GIVEN ENTRIES ->
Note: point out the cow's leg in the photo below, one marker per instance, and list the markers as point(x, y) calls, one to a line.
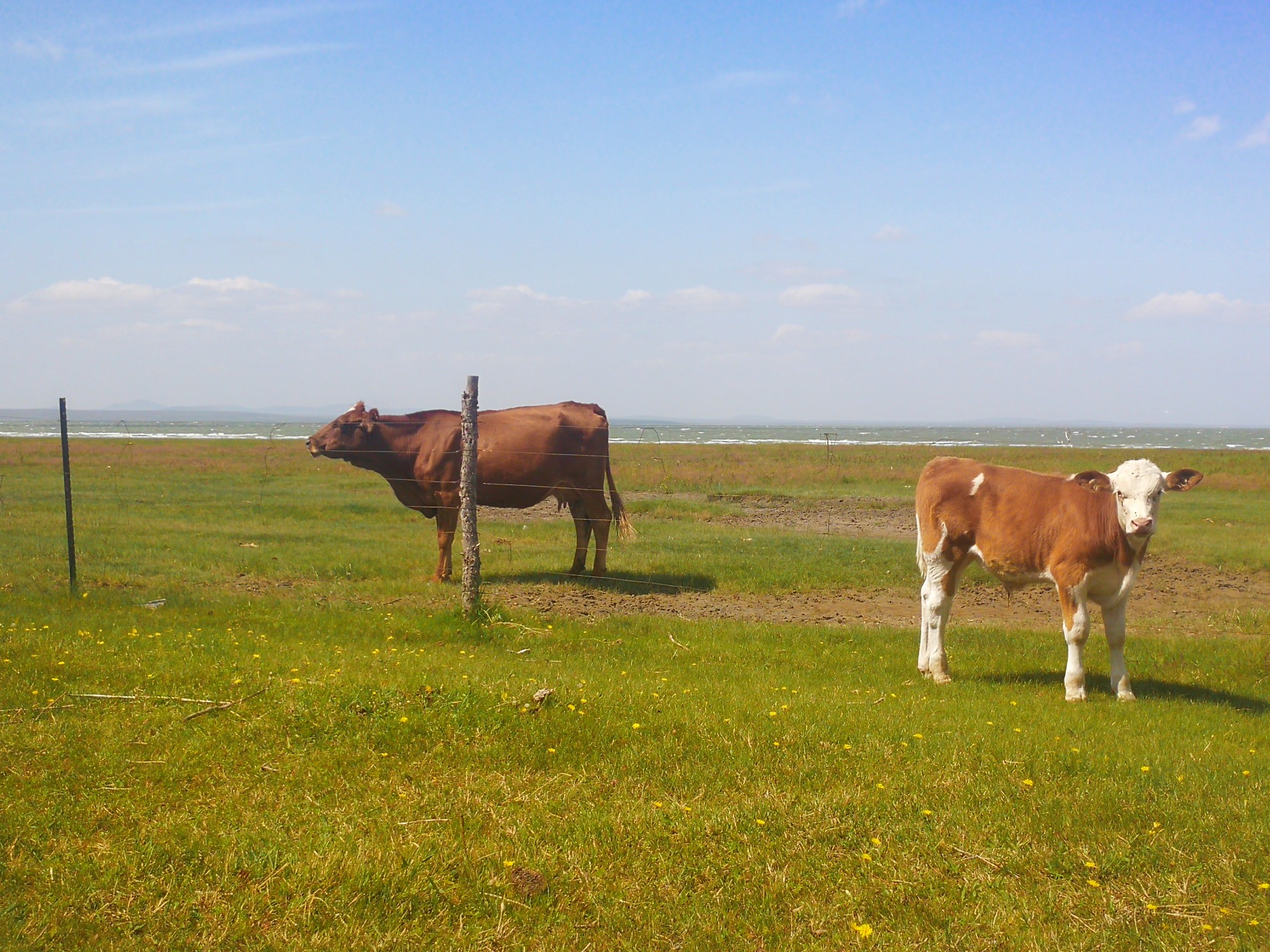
point(1114, 625)
point(582, 527)
point(601, 516)
point(943, 573)
point(1076, 631)
point(447, 521)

OBJECTIVE -> Copy the text of every record above word for word, leaving out the pictures.

SOLUTION TO THE PROBLEM ->
Note: point out the cow's leg in the photo below, one marker per instance, and list the markers as point(x, y) calls, one to a line.
point(1114, 625)
point(582, 527)
point(601, 516)
point(943, 573)
point(1076, 631)
point(447, 521)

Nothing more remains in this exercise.